EXERCISE REQUIREMENTS ->
Both the line containing "Where can the white duvet" and the last line of the listing are included: write out exactly the lines from one to the other.

RAW DATA ->
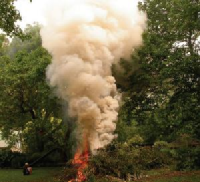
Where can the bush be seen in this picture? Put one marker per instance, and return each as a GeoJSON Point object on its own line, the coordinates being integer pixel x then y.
{"type": "Point", "coordinates": [188, 158]}
{"type": "Point", "coordinates": [123, 160]}
{"type": "Point", "coordinates": [11, 159]}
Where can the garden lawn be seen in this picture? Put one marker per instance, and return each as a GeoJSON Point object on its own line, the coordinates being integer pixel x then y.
{"type": "Point", "coordinates": [38, 175]}
{"type": "Point", "coordinates": [172, 176]}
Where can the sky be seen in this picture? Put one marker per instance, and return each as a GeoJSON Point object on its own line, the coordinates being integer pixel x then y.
{"type": "Point", "coordinates": [32, 12]}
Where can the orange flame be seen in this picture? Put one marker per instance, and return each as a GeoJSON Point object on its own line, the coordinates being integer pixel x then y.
{"type": "Point", "coordinates": [80, 162]}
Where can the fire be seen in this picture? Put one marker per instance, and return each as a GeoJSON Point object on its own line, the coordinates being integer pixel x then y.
{"type": "Point", "coordinates": [80, 162]}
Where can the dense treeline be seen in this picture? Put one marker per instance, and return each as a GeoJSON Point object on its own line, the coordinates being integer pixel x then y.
{"type": "Point", "coordinates": [160, 88]}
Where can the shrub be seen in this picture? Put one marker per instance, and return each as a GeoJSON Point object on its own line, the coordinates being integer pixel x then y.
{"type": "Point", "coordinates": [123, 160]}
{"type": "Point", "coordinates": [188, 158]}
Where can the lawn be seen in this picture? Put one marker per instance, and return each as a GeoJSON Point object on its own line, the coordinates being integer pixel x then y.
{"type": "Point", "coordinates": [38, 175]}
{"type": "Point", "coordinates": [171, 176]}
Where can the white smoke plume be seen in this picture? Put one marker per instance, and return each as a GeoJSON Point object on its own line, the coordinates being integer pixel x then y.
{"type": "Point", "coordinates": [85, 37]}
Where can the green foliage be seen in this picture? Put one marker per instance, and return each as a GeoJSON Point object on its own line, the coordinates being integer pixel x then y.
{"type": "Point", "coordinates": [27, 104]}
{"type": "Point", "coordinates": [11, 159]}
{"type": "Point", "coordinates": [122, 160]}
{"type": "Point", "coordinates": [188, 158]}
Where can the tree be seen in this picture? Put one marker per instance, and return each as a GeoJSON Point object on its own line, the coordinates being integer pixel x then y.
{"type": "Point", "coordinates": [8, 17]}
{"type": "Point", "coordinates": [27, 104]}
{"type": "Point", "coordinates": [163, 93]}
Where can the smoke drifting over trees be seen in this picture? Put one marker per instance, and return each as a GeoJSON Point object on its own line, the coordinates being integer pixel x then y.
{"type": "Point", "coordinates": [85, 37]}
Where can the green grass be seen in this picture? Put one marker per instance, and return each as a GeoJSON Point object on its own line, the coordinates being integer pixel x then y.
{"type": "Point", "coordinates": [38, 175]}
{"type": "Point", "coordinates": [165, 175]}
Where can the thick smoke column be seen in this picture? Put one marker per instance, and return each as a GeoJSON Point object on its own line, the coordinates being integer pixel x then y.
{"type": "Point", "coordinates": [85, 37]}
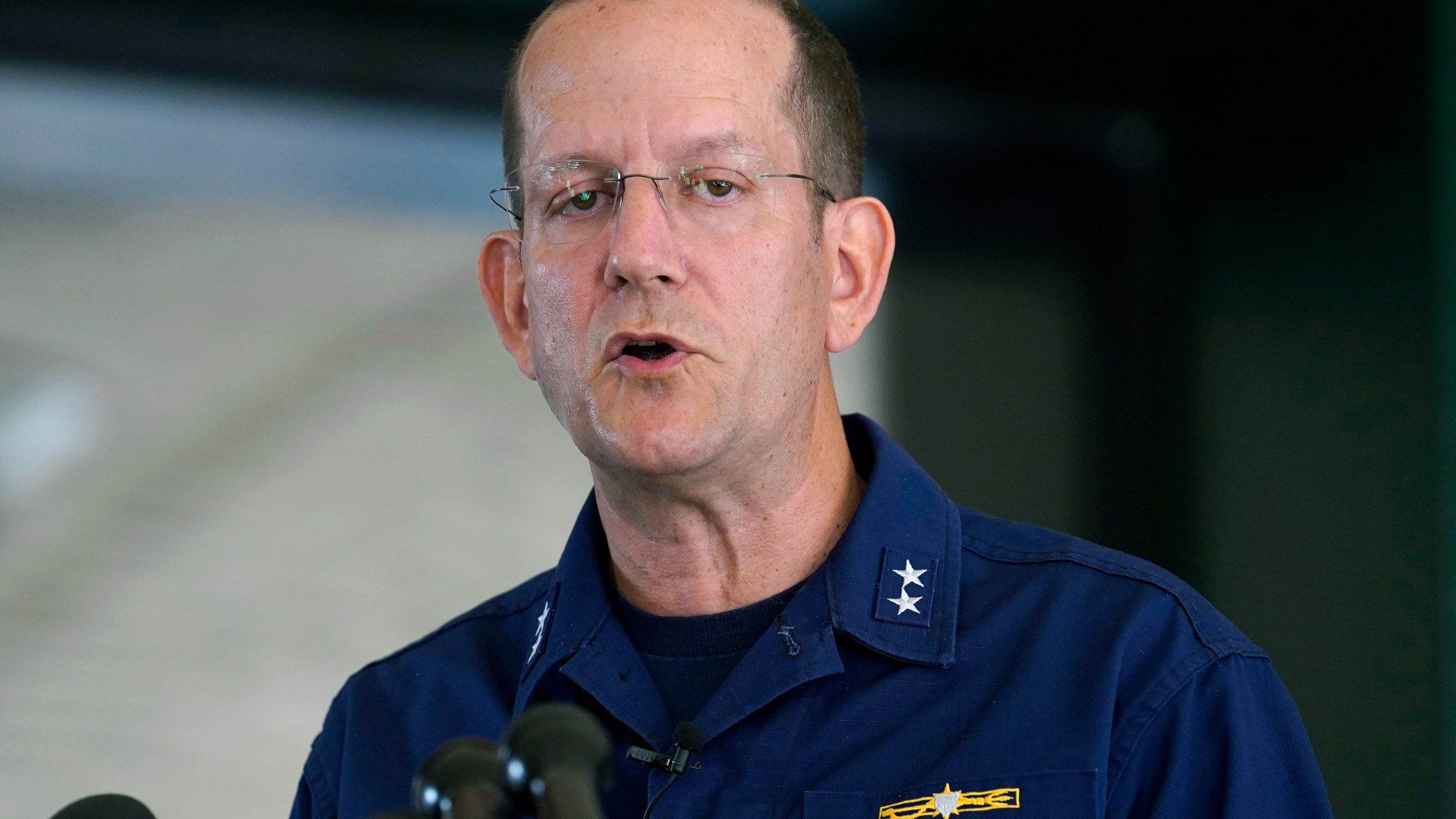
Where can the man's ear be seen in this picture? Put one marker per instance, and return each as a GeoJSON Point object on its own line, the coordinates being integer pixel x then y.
{"type": "Point", "coordinates": [503, 283]}
{"type": "Point", "coordinates": [862, 238]}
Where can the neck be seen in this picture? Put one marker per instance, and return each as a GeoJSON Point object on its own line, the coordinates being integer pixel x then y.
{"type": "Point", "coordinates": [693, 545]}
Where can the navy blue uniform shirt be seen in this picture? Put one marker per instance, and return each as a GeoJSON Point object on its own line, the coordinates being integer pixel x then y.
{"type": "Point", "coordinates": [940, 664]}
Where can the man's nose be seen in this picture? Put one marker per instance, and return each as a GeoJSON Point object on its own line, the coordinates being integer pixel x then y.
{"type": "Point", "coordinates": [643, 244]}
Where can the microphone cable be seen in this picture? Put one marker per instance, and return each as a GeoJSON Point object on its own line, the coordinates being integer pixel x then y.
{"type": "Point", "coordinates": [688, 739]}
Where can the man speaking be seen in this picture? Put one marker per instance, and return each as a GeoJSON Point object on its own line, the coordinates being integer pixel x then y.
{"type": "Point", "coordinates": [688, 247]}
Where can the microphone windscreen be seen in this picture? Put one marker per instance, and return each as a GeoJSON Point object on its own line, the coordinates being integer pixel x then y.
{"type": "Point", "coordinates": [105, 806]}
{"type": "Point", "coordinates": [560, 734]}
{"type": "Point", "coordinates": [462, 780]}
{"type": "Point", "coordinates": [689, 737]}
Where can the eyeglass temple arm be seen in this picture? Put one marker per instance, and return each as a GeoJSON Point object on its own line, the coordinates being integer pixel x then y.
{"type": "Point", "coordinates": [822, 188]}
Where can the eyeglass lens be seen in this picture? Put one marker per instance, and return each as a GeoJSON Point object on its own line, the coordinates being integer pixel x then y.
{"type": "Point", "coordinates": [571, 201]}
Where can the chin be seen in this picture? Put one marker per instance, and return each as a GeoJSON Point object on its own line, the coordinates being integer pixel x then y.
{"type": "Point", "coordinates": [657, 441]}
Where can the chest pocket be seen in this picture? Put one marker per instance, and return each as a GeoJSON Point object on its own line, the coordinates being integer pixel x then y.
{"type": "Point", "coordinates": [1049, 795]}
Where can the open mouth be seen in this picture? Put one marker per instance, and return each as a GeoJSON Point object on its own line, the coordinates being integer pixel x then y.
{"type": "Point", "coordinates": [648, 350]}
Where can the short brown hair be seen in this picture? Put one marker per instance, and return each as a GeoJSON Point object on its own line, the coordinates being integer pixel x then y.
{"type": "Point", "coordinates": [822, 97]}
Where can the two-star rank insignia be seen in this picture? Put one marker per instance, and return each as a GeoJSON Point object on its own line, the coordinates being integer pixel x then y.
{"type": "Point", "coordinates": [951, 802]}
{"type": "Point", "coordinates": [906, 589]}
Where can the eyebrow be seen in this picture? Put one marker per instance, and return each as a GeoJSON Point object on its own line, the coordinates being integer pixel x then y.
{"type": "Point", "coordinates": [715, 142]}
{"type": "Point", "coordinates": [729, 140]}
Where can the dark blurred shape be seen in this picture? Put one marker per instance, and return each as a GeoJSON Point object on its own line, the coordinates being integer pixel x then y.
{"type": "Point", "coordinates": [105, 806]}
{"type": "Point", "coordinates": [565, 754]}
{"type": "Point", "coordinates": [461, 780]}
{"type": "Point", "coordinates": [688, 737]}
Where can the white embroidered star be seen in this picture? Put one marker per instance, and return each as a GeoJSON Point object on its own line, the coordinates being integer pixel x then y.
{"type": "Point", "coordinates": [911, 574]}
{"type": "Point", "coordinates": [905, 602]}
{"type": "Point", "coordinates": [541, 631]}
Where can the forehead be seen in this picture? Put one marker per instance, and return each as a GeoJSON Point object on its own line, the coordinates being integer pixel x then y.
{"type": "Point", "coordinates": [631, 79]}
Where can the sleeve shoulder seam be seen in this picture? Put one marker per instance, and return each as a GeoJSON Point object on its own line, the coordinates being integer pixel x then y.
{"type": "Point", "coordinates": [1147, 707]}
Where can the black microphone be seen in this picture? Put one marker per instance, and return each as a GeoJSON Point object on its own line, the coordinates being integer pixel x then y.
{"type": "Point", "coordinates": [688, 739]}
{"type": "Point", "coordinates": [560, 752]}
{"type": "Point", "coordinates": [461, 780]}
{"type": "Point", "coordinates": [105, 806]}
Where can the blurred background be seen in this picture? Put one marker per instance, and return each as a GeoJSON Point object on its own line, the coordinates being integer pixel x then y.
{"type": "Point", "coordinates": [1173, 279]}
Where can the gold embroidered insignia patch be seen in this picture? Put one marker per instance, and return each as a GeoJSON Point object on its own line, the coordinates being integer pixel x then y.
{"type": "Point", "coordinates": [951, 802]}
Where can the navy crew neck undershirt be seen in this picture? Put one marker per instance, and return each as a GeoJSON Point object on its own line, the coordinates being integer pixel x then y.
{"type": "Point", "coordinates": [689, 657]}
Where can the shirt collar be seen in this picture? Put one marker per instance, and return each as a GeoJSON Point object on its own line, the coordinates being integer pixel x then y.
{"type": "Point", "coordinates": [901, 516]}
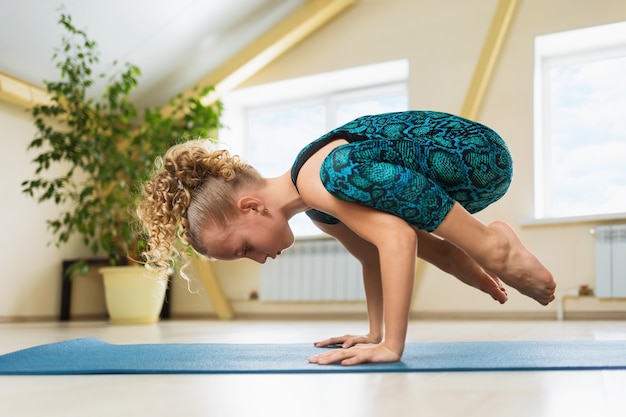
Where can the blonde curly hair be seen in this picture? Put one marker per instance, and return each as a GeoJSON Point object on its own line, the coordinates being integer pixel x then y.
{"type": "Point", "coordinates": [191, 186]}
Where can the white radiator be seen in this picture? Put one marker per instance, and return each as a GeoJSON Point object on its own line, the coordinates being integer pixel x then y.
{"type": "Point", "coordinates": [610, 261]}
{"type": "Point", "coordinates": [312, 270]}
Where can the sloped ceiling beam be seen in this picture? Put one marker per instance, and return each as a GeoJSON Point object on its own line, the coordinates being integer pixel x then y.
{"type": "Point", "coordinates": [301, 23]}
{"type": "Point", "coordinates": [489, 56]}
{"type": "Point", "coordinates": [20, 92]}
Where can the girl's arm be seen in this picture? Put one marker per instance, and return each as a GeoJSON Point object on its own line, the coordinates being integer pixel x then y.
{"type": "Point", "coordinates": [396, 243]}
{"type": "Point", "coordinates": [367, 255]}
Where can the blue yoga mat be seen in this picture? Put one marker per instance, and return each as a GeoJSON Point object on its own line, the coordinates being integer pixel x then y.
{"type": "Point", "coordinates": [93, 356]}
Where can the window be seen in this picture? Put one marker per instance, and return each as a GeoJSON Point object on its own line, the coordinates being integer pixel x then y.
{"type": "Point", "coordinates": [269, 124]}
{"type": "Point", "coordinates": [580, 122]}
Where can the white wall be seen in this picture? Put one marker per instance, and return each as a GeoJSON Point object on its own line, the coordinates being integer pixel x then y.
{"type": "Point", "coordinates": [31, 269]}
{"type": "Point", "coordinates": [442, 39]}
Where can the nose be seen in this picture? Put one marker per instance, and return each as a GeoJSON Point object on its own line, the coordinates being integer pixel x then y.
{"type": "Point", "coordinates": [260, 257]}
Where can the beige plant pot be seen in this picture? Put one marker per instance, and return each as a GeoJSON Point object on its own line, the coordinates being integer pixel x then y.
{"type": "Point", "coordinates": [133, 294]}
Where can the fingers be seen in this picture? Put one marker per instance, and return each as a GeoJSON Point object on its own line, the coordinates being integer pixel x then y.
{"type": "Point", "coordinates": [356, 355]}
{"type": "Point", "coordinates": [333, 341]}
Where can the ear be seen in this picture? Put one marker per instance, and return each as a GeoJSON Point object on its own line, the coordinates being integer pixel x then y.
{"type": "Point", "coordinates": [250, 204]}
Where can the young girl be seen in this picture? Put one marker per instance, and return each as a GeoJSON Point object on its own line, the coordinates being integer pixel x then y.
{"type": "Point", "coordinates": [389, 187]}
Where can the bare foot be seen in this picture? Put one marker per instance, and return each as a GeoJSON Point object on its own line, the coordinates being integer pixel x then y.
{"type": "Point", "coordinates": [522, 270]}
{"type": "Point", "coordinates": [473, 275]}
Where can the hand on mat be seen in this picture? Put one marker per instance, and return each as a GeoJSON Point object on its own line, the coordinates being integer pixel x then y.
{"type": "Point", "coordinates": [357, 354]}
{"type": "Point", "coordinates": [347, 341]}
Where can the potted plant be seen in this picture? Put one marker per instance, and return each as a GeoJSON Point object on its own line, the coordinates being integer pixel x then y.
{"type": "Point", "coordinates": [104, 150]}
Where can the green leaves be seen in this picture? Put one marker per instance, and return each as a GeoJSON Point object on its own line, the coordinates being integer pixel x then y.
{"type": "Point", "coordinates": [94, 154]}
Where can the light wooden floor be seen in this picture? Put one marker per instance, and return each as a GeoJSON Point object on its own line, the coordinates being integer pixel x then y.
{"type": "Point", "coordinates": [484, 394]}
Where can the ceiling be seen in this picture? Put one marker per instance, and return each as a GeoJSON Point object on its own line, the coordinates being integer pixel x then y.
{"type": "Point", "coordinates": [174, 43]}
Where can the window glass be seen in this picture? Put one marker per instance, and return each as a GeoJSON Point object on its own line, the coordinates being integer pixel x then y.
{"type": "Point", "coordinates": [580, 123]}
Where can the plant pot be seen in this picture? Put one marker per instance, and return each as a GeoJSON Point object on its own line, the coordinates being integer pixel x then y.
{"type": "Point", "coordinates": [133, 294]}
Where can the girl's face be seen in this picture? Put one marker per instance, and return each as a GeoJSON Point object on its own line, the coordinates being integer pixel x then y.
{"type": "Point", "coordinates": [255, 235]}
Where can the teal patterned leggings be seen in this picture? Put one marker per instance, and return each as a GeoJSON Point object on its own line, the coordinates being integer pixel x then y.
{"type": "Point", "coordinates": [418, 177]}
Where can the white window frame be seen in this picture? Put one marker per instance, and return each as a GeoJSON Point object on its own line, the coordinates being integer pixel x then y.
{"type": "Point", "coordinates": [576, 46]}
{"type": "Point", "coordinates": [328, 89]}
{"type": "Point", "coordinates": [237, 104]}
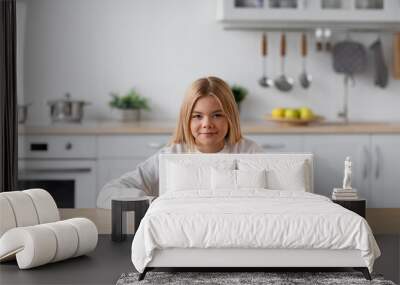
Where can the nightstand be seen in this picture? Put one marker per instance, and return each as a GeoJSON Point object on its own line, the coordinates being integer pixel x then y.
{"type": "Point", "coordinates": [118, 206]}
{"type": "Point", "coordinates": [358, 206]}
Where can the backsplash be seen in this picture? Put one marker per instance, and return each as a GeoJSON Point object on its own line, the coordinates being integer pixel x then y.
{"type": "Point", "coordinates": [90, 48]}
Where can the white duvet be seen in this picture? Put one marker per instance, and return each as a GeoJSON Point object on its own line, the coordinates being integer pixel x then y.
{"type": "Point", "coordinates": [250, 219]}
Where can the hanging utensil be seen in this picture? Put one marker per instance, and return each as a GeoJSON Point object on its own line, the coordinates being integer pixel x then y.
{"type": "Point", "coordinates": [304, 78]}
{"type": "Point", "coordinates": [283, 83]}
{"type": "Point", "coordinates": [264, 81]}
{"type": "Point", "coordinates": [349, 57]}
{"type": "Point", "coordinates": [381, 70]}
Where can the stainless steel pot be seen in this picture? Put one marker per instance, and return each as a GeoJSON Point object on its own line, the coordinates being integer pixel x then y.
{"type": "Point", "coordinates": [22, 113]}
{"type": "Point", "coordinates": [66, 110]}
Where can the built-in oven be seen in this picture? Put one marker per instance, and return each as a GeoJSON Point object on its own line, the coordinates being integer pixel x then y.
{"type": "Point", "coordinates": [63, 165]}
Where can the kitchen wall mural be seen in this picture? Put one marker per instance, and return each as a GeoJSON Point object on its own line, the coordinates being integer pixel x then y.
{"type": "Point", "coordinates": [91, 48]}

OUTPUT FOR THIS TASK ->
Where can the white duvet be seen in this picture? Put one marker per instance, and return each as a GeoJSON Point object on its own line, the coordinates being integer pixel x then y.
{"type": "Point", "coordinates": [250, 219]}
Where can the hanging utensil be seen in this picture? Put one marker per instance, and return each as a GeoJSON Point object on its own line, the coordinates being integer pixel x then y.
{"type": "Point", "coordinates": [304, 78]}
{"type": "Point", "coordinates": [283, 83]}
{"type": "Point", "coordinates": [264, 81]}
{"type": "Point", "coordinates": [349, 57]}
{"type": "Point", "coordinates": [381, 70]}
Where can the stainless steel pot be seen in this picture? Put one marker per instance, and return each as a GeoJSON Point object on its own line, the coordinates being integer pixel x then y.
{"type": "Point", "coordinates": [22, 113]}
{"type": "Point", "coordinates": [66, 110]}
Where can the built-in oven be seen in this picture? Put one marker per instance, and return each as a GeoJSON Point object on its own line, the coordinates being integer pixel x then y.
{"type": "Point", "coordinates": [63, 165]}
Where can the kitchen wall mural be seen in this picture? Put one marker per instance, and return each as a GeoJSON Point object on its own line, the coordinates being integer pixel x then y.
{"type": "Point", "coordinates": [91, 48]}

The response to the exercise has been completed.